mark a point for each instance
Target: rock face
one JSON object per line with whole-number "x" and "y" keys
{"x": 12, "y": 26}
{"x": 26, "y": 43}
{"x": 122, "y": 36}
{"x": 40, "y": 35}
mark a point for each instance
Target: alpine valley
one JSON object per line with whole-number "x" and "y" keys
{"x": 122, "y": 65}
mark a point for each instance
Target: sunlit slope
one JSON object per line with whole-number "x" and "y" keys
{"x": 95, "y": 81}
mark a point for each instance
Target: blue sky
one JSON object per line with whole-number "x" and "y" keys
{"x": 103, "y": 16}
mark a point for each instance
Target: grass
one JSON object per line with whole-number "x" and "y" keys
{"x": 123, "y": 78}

---

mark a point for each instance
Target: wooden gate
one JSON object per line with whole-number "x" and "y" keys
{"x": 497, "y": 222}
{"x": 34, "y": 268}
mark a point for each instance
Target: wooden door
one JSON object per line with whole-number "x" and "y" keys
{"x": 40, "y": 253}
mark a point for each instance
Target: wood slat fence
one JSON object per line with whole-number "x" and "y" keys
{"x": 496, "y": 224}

---

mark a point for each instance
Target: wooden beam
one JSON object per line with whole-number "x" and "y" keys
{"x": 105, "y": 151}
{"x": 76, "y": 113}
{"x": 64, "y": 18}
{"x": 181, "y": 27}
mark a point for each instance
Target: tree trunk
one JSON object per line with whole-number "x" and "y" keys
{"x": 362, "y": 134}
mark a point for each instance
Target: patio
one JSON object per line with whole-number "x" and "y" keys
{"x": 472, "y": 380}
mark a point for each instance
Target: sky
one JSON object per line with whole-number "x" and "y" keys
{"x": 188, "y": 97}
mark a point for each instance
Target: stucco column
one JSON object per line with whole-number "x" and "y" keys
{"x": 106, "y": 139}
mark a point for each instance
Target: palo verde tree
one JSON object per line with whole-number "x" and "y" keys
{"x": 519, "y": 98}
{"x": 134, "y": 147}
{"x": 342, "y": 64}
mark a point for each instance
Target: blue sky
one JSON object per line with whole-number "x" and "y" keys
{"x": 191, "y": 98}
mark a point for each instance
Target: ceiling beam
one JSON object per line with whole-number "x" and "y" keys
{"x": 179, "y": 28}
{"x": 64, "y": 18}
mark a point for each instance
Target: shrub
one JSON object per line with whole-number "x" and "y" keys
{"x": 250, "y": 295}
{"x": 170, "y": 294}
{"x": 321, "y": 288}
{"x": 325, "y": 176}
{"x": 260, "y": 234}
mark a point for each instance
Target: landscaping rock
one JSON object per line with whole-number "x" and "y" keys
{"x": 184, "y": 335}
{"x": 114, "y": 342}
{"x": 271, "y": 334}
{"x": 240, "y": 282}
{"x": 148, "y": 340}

AIM OF THE TASK: Only the number is wanted here. How many lines in the entries contain "wooden"?

SOLUTION TO THE EXERCISE: 3